#### [Work item]
Please copy the data exactly as it stands, minus the images.

========

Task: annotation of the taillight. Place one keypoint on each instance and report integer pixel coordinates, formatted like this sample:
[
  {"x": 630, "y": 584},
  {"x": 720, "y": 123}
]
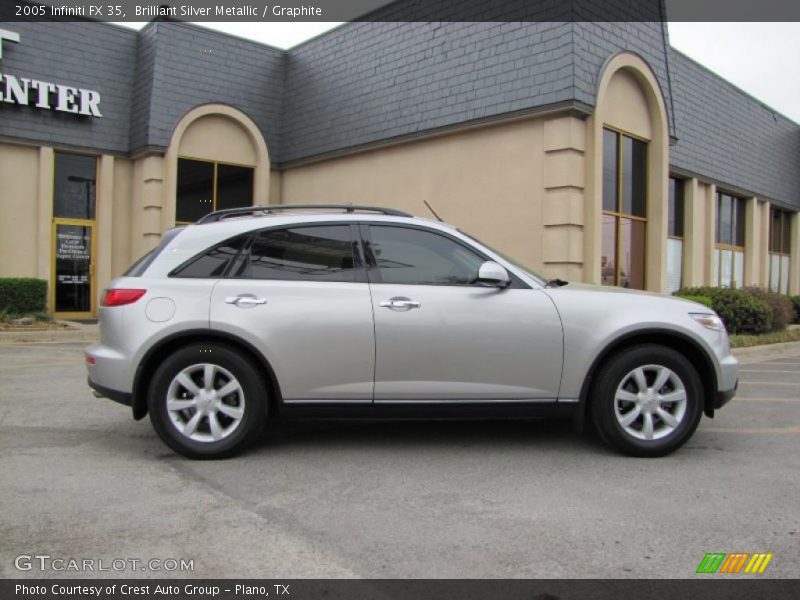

========

#### [Answer section]
Task: annotation of the taillight. Place one keypoint on each instance and report integer pixel coordinates, formatted like this sample:
[
  {"x": 630, "y": 584},
  {"x": 720, "y": 123}
]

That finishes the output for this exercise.